Given exercise
Convert the stretch of entries below, from the line containing "Note: one point per instance of the silver" through the end of the entries, into a Markdown table with the columns "Index" and "Content," numbering each line and omitting blank lines.

Data supplied
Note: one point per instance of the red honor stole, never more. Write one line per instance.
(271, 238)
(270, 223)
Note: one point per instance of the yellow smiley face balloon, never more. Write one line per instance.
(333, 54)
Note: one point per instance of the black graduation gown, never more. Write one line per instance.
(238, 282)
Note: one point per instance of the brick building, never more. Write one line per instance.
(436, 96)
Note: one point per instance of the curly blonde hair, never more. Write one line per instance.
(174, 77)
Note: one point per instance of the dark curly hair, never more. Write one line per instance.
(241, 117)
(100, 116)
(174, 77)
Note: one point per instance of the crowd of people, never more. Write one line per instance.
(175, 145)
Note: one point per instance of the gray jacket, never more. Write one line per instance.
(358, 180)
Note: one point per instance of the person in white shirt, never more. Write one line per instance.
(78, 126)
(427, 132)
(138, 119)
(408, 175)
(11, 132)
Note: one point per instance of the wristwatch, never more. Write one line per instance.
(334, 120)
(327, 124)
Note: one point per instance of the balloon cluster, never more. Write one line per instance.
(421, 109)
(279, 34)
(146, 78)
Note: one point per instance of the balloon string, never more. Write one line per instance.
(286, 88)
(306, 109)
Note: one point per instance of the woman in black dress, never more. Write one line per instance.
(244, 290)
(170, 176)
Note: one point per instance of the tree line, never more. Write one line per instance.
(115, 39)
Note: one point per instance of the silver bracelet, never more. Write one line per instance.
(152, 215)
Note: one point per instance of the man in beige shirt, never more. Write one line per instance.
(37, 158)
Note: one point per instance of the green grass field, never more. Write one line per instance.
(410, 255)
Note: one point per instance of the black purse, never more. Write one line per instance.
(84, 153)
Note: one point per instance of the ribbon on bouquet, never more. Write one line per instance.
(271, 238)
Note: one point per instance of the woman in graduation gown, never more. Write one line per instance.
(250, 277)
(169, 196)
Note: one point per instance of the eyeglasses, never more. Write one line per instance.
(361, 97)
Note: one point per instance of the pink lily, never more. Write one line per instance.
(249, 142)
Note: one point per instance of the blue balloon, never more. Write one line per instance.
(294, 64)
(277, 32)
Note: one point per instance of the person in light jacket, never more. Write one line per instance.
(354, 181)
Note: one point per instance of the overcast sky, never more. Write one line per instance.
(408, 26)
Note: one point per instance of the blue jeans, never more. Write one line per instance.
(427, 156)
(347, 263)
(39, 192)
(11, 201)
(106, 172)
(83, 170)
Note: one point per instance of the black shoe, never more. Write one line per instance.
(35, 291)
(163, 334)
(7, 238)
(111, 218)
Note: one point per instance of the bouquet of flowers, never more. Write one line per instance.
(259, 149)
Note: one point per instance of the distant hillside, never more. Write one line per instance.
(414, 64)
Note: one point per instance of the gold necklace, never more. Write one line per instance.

Exercise output
| Index | Content |
|---|---|
| 1 | Note: one point per instance of the silver bracelet, never more. Write one line per instance. |
| 2 | (152, 215) |
| 3 | Note: one point per instance of the man in beige shirt, never more. Write one line per instance. |
| 4 | (37, 158) |
| 5 | Note: one point per instance of the green grass field, never more. Write one line per instance. |
| 6 | (410, 255) |
| 7 | Note: one point per instance of the black purse, never more. Write one line per instance. |
| 8 | (84, 153) |
| 9 | Note: one point per instance of the ribbon on bouquet, never more. Write one line per instance. |
| 10 | (271, 238) |
| 11 | Note: one point per instance of the woman in graduation gown, never more. Write one line per instance. |
| 12 | (250, 277) |
| 13 | (169, 196) |
| 14 | Note: one point per instance of the eyeglasses, never more. Write one line per instance. |
| 15 | (361, 97) |
| 16 | Note: one point per instance of the pink lily, never more. Write one line per instance. |
| 17 | (249, 142) |
| 18 | Note: one point per instance of the blue balloon, never more. Write one line per instance. |
| 19 | (294, 64) |
| 20 | (277, 32) |
| 21 | Note: one point per instance of the person in light jacket, never more. Write one line per instance. |
| 22 | (354, 181) |
| 23 | Note: one point per instance of the overcast sky, never more. Write one line per instance. |
| 24 | (408, 26) |
| 25 | Note: one point per instance of the blue jeans, never more. Write one line per instance. |
| 26 | (427, 156) |
| 27 | (347, 263) |
| 28 | (39, 192) |
| 29 | (11, 201) |
| 30 | (106, 172) |
| 31 | (83, 170) |
| 32 | Note: one point per instance of the black shoe, never more. Write one line per instance. |
| 33 | (35, 291) |
| 34 | (163, 334) |
| 35 | (7, 238) |
| 36 | (111, 218) |
| 37 | Note: one point per instance of the bouquet of flowers, never more. Write one line per instance. |
| 38 | (259, 149) |
| 39 | Note: one point per instance of the distant hillside, never more. Write one line per instance. |
| 40 | (414, 64) |
| 41 | Note: one point per instance of the gold necklace, never more. Write one line per instance. |